EP Unny interview: ‘Cartoonists no more expect understanding from political class’

INSIDE the spacious room of an old-world club in Thiruvananthapuram where EP Unny stayed for his visit last Christmas, we tip-toed towards hideously long armchairs, afraid of disturbing his work.

For a cartoonist giving finishing touches to his daily cartoon of the day (it was Santa and a kid peeping at Bethlehem) is nothing less than meditation. But Unny did not seem to mind the interruption. He drew while he ushered in visitors, gave directions to room service and tipped the bearer.

“It’s bound to affect my routine,” he brushes off our concern as he clicks the ‘send’ button and brings down the laptop lid. He meant to say there is no hour of the day we could catch him completely free and disconnected to the work he has been doing for 46 years.

Unny flinches at the mention of the number 46; makes him sound too old, he says with restraint-free laughter, which we would find him breaking into every few minutes. There is no universal truth in the belief that those who work to make people laugh do not laugh a lot in private, he assures us.

Unny’s cartoons do not always linger on the funny side of things. He has mostly been a political cartoonist, or in newspaper terms, an editorial cartoonist who had dabbled with pocket cartoons, which are lighter by nature. Business As Usual, EP Unny’s editorial strip that appears on The Indian Express, has in the first six days of the New Year, covered everything from former army chief General Naravane’s memoir to the satellite mission XPoSat.

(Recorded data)
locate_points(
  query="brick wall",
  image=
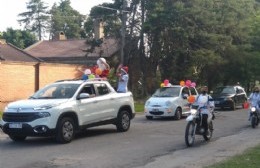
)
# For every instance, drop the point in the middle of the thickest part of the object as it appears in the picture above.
(19, 80)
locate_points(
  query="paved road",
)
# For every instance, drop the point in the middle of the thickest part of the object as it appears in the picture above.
(149, 144)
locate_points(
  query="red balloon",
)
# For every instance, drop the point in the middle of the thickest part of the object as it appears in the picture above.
(166, 82)
(98, 71)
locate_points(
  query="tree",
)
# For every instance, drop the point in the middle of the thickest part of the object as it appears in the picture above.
(64, 18)
(36, 18)
(19, 38)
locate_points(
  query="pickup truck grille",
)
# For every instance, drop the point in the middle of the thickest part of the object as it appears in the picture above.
(19, 117)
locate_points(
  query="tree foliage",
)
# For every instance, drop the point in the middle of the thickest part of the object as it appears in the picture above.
(36, 17)
(19, 38)
(66, 19)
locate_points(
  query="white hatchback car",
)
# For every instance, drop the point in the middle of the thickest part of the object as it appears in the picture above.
(169, 102)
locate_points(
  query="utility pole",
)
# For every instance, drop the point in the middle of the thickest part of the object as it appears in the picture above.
(123, 12)
(124, 17)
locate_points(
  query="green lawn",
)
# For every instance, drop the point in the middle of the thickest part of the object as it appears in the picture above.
(139, 106)
(249, 159)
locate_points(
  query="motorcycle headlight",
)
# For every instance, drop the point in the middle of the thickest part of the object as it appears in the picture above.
(193, 111)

» TASK INSTRUCTIONS:
1. In the EP Unny interview, what is the name of Unny's editorial strip in The Indian Express?
2. Rewrite the paragraph of the EP Unny interview that begins "Unny's cartoons do not always linger" as a short bulleted list.
3. Reproduce the EP Unny interview word for word, starting at "Unny flinches at" up to and including "he assures us.".

» ANSWERS FOR THIS EXERCISE:
1. Business As Usual

2.
- Unny's cartoons are not always about the funny side of things.
- He has mostly been a political, or editorial, cartoonist and has also dabbled in lighter pocket cartoons.
- His editorial strip, Business As Usual, appears in The Indian Express.
- In the first six days of the New Year, it covered topics from former army chief General Naravane's memoir to the satellite mission XPoSat.

3.
Unny flinches at the mention of the number 46; makes him sound too old, he says with restraint-free laughter, which we would find him breaking into every few minutes. There is no universal truth in the belief that those who work to make people laugh do not laugh a lot in private, he assures us.